Saved data entries:

****************************************

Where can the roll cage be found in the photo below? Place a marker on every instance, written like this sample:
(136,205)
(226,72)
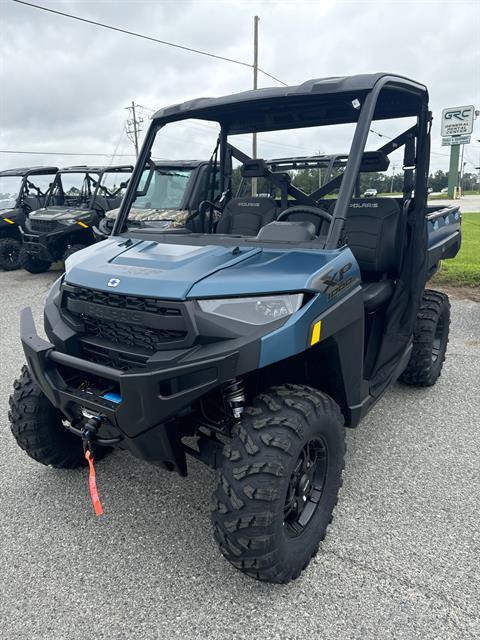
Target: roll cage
(26,184)
(356,99)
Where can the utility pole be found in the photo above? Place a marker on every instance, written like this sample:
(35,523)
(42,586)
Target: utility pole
(255,86)
(133,126)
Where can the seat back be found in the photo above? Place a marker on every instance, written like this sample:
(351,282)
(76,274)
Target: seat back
(246,216)
(374,231)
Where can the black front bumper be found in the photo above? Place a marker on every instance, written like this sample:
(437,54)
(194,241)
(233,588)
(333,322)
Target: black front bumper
(149,399)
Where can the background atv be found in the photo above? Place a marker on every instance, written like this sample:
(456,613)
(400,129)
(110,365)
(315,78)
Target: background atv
(78,200)
(21,191)
(284,318)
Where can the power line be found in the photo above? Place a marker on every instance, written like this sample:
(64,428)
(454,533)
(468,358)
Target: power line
(150,38)
(65,153)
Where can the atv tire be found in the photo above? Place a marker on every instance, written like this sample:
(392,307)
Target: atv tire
(73,249)
(279,482)
(430,340)
(37,427)
(32,264)
(10,254)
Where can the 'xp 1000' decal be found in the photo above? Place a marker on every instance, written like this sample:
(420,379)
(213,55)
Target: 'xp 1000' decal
(336,280)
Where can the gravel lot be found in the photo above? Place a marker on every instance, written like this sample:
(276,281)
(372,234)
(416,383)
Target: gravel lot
(401,559)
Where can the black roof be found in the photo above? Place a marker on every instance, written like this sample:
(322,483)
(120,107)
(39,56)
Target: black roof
(29,171)
(96,169)
(319,101)
(371,161)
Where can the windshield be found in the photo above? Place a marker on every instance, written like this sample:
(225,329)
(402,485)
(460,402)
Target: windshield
(9,190)
(162,189)
(73,189)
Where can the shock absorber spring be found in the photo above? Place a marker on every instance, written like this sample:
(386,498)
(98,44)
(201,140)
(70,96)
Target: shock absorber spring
(234,394)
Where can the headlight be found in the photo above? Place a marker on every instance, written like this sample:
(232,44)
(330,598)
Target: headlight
(260,310)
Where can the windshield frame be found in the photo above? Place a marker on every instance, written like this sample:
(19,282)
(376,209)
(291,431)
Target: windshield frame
(363,113)
(165,168)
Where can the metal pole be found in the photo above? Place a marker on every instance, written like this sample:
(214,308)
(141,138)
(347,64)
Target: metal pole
(460,177)
(135,132)
(255,86)
(453,169)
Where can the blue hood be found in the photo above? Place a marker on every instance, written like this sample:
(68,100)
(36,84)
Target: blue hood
(180,271)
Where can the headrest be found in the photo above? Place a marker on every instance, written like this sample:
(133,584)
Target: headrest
(286,231)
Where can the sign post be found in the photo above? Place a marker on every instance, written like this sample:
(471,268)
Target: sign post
(457,125)
(453,169)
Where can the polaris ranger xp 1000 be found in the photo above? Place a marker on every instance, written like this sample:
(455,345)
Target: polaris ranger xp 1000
(21,191)
(252,343)
(77,201)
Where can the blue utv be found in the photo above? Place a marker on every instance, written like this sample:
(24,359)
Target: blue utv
(251,343)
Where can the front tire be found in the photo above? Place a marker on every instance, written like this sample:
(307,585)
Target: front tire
(430,340)
(32,264)
(37,427)
(279,482)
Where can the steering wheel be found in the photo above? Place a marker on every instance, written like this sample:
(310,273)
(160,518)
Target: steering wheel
(314,211)
(202,209)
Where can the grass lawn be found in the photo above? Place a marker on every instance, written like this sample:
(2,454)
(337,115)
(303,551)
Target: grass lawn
(464,270)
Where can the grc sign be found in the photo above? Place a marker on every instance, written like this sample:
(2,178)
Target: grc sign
(457,121)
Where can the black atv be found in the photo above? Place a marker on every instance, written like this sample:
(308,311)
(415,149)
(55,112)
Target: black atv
(79,198)
(21,191)
(253,341)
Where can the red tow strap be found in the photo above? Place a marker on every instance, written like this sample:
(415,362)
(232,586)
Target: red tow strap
(92,485)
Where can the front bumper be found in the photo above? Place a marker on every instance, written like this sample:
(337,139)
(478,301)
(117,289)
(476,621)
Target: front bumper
(149,399)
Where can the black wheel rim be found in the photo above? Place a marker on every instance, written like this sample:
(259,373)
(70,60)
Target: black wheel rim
(306,487)
(438,338)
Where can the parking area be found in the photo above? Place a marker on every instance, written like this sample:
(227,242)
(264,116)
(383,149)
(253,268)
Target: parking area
(401,558)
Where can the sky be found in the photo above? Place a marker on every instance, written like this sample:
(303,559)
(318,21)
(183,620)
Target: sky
(65,85)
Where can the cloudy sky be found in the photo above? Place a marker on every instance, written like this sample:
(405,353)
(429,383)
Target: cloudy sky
(64,85)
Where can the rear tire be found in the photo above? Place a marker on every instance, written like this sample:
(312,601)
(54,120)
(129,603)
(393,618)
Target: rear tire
(10,254)
(279,482)
(32,264)
(430,340)
(37,427)
(73,249)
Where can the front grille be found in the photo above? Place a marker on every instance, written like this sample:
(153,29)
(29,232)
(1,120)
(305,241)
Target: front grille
(142,325)
(120,301)
(111,358)
(118,332)
(44,226)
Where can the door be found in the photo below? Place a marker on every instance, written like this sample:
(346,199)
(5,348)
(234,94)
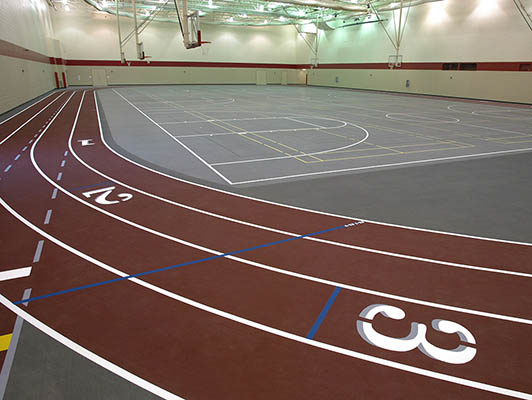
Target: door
(261,77)
(99,77)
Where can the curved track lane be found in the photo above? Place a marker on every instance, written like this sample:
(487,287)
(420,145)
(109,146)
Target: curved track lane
(239,326)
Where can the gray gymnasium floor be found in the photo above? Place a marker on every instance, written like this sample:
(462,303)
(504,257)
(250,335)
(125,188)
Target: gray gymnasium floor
(445,164)
(486,195)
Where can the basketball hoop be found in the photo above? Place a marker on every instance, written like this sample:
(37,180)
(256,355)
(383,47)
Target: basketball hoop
(205,47)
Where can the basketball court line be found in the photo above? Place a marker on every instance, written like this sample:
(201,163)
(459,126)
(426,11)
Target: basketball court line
(380,166)
(177,140)
(343,170)
(161,392)
(262,227)
(434,231)
(260,265)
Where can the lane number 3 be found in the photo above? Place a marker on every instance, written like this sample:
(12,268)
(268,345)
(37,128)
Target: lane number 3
(101,196)
(417,336)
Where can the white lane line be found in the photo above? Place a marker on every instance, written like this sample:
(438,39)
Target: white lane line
(177,140)
(136,380)
(235,318)
(15,273)
(382,166)
(20,112)
(256,264)
(10,356)
(413,228)
(38,251)
(292,234)
(48,216)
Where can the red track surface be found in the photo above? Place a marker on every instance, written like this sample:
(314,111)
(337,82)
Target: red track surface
(200,355)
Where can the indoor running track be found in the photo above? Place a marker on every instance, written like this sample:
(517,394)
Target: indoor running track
(253,299)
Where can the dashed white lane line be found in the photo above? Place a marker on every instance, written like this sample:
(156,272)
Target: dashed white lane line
(38,251)
(47,217)
(15,273)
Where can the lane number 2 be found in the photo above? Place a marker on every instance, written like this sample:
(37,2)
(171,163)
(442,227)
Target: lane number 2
(101,195)
(417,336)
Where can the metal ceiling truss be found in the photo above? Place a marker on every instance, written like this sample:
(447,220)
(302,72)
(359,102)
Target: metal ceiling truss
(260,12)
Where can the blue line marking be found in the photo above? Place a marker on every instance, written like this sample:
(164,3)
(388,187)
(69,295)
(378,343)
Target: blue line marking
(323,313)
(75,289)
(91,186)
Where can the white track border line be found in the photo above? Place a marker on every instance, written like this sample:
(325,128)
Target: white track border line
(102,362)
(260,265)
(31,105)
(177,140)
(286,233)
(25,123)
(413,228)
(287,335)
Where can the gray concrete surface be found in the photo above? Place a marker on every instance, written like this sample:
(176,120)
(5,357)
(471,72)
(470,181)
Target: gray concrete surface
(486,196)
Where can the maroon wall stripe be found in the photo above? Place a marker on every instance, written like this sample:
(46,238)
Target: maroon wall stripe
(12,50)
(117,63)
(9,49)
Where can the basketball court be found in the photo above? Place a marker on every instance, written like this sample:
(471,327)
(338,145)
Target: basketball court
(273,211)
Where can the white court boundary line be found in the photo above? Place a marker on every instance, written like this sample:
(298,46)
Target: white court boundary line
(413,228)
(416,115)
(395,165)
(121,372)
(299,155)
(260,265)
(287,335)
(29,120)
(31,105)
(246,132)
(282,232)
(177,140)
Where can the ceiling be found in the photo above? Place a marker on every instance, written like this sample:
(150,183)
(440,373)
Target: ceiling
(324,14)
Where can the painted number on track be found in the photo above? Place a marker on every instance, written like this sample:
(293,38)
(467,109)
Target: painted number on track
(101,196)
(417,336)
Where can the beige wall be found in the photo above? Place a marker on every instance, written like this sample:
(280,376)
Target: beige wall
(492,85)
(94,37)
(172,75)
(25,23)
(444,31)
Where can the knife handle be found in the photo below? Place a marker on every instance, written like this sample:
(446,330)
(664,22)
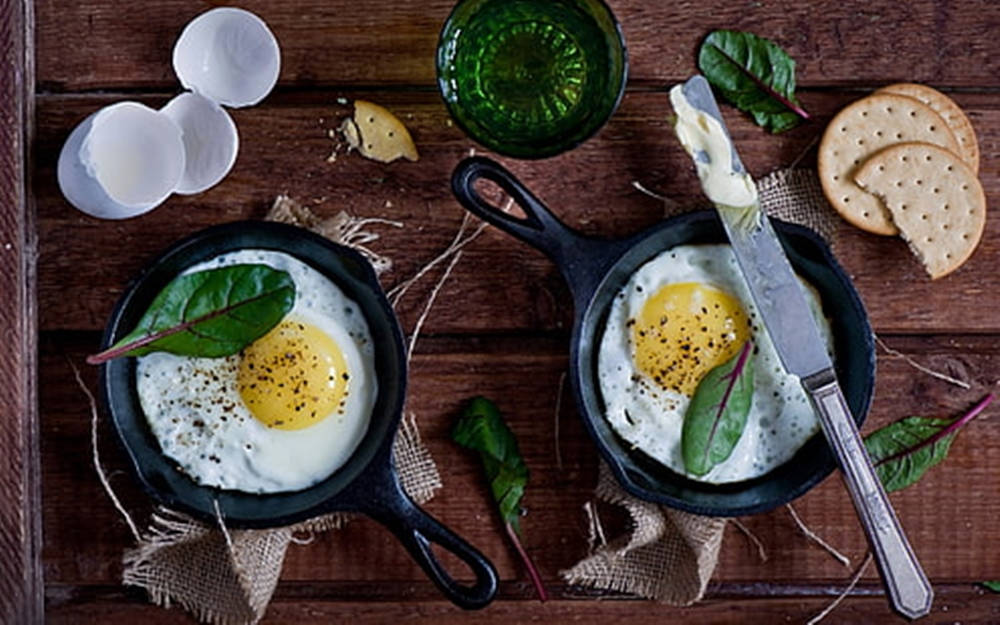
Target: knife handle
(909,591)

****************************************

WRITTEN EXERCISE
With pictures omitted, reproduce exactly the lines from the line containing "Where can the blue line" through the end of the data above.

SOLUTION TO THIS PROBLEM
Where can the blue line marking be found in the photo above? Place a marker on every instance, written like this sample:
(164,3)
(388,187)
(69,295)
(378,343)
Target: blue line marking
(323,313)
(75,289)
(91,186)
Where can the white track border line be found in the photo above? Place a marker on every instance, written like this sample:
(325,128)
Target: white track border line
(102,362)
(260,265)
(31,105)
(177,140)
(286,233)
(25,123)
(413,228)
(287,335)
Where can the gray concrete surface be found in the photo above? Place a marker on every instance, written like this sample:
(176,120)
(5,357)
(471,72)
(470,181)
Target: gray concrete surface
(486,196)
Where can the maroon wall stripe be found in the photo above? Place a marker on every instance, written like this sample:
(46,238)
Target: maroon wall stripe
(12,50)
(117,63)
(9,49)
Where can the basketball court be found in the photo above? Place a marker on every instance, written like this sample:
(471,327)
(338,145)
Target: basketball court
(273,211)
Where can the white court boundary line be found in the photo above? Place a marker on every instance, written like this sample:
(298,46)
Target: white court boundary line
(413,228)
(416,115)
(395,165)
(121,372)
(299,155)
(260,265)
(287,335)
(29,120)
(31,105)
(246,132)
(282,232)
(177,140)
Where can the ceiling be found in the photo above? Place a marker on every instance, written like this sample:
(150,183)
(440,373)
Target: ceiling
(324,14)
Where can the painted number on track be found in the photo above? Place a marker on every instance, written like this sample:
(293,38)
(467,109)
Target: painted number on track
(101,196)
(417,336)
Where can the beige wall be found in the photo above? Place a marker on every instance, written like this sample:
(280,376)
Target: beige wall
(492,85)
(94,37)
(172,75)
(25,23)
(444,31)
Where can the knife handle be found in the photo below? Place a marker on every instance, written like this sample:
(446,330)
(664,22)
Target: knife handle
(909,591)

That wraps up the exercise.